— START OF Reading passage —

When I first started creating content for sales teams, I would follow a similar process to my own marketing efforts. Educate and deliver specific types of value depending on what stage of the sales cycle website visitors and leads were at.
Turns out I was doing it all wrong. This isn’t how salespeople use content to educate their opportunities.
Creating content for sales enablement is a very different game to how we create it for marketing. You’re creating it to help your sales team close more deals. You need to forget about top and bottom-of-funnel here. The sales process isn’t that straightforward.
Follow these steps and you’ll become the hero among your sales department.
Step 1: Understand your sales teams’ challenges.
Salespeople are at the front line of your audience. They’re talking to buyers every single day and understand your clients and their challenges very well.
Therefore, the first step to sales enablement content is to gather insight. Start by digging deep into as many objections as possible. Find the most common and then dig deeper to see what the hurdles of getting over them are.
Set aside some time to do this. Gathering everyone into a workshop environment can help get people in the right mindset to do this.
When eliciting and taking note of this insight, apply them to categories. We find the best way to do this is in the form of mindmaps:
Finally, be sure to share what you’ve got lined up in your editorial calendar. Sales can come up with great ideas on how to use, improve and optimise content for their own purposes. Keep them in the loop.
Step 2: Customise the content experience
High performing salespeople never stick to a set script, and the same is true for the content you create for them. Every piece of content they use should help guide prospects towards taking the next step.

— END OF Reading passage —
— START OF Data segment —

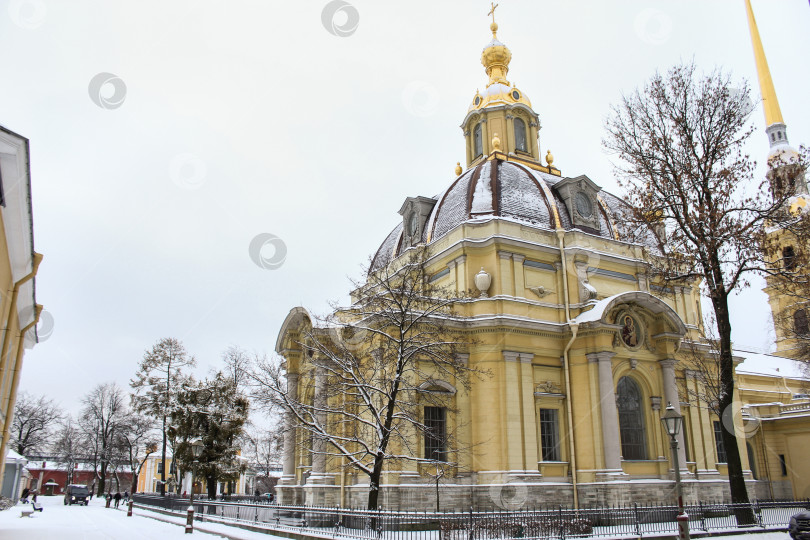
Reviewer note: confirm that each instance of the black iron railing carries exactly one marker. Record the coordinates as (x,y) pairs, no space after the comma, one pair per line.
(606,522)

— END OF Data segment —

(Exercise instructions):
1. In the article on sales enablement content, what form does it recommend for sorting the insight gathered into categories?
2. According to the article on sales enablement content, for which three purposes can sales come up with ideas about content? List them all.
3. Carry the article on sales enablement content forward from its last sentence.
The lines play no part in what comes next.

(The replies):
1. Mindmaps.

2. Use, improve, optimize

3.
The hurdles to these next steps are the objections and challenges you’re helping your salespeople to overcome. Because of this, no one experience will ever be the same. You need to customise the experience to each prospect.
Sure, you can optimise your CRM to keep track of who has received what, but this presents a challenge on the prospects’ side. B2B marketing usually involves more than one decision maker, which makes sharing the content for your point of content a messy task.
Instead, create an environment that contains specific content for certain segments. Content is all grouped together and can be share with one link. Go one step further and get engineering resources to create a system that allows you to build an environment for each prospect.
Whichever approach you go for, you need to make it easy for your sales teams to make it easy for their prospects.
Step 3: Enable your sales reps
Now you have an understanding of the overall objections and challenges your sales teams and prospects. Everything should be mapped out and content should be ready for your sales to use. Now it’s time to make it easy for them.
First things first – get your CRM in order. Optimise email templates to include links to whitepapers. You can integrate this into the overall messaging or include P.S. statements.
Secondly, create a content library to provide easy access to your content. HubSpot and KISSmetrics both do this very well you can use for inspiration – but be sure to use them on an internal basis only.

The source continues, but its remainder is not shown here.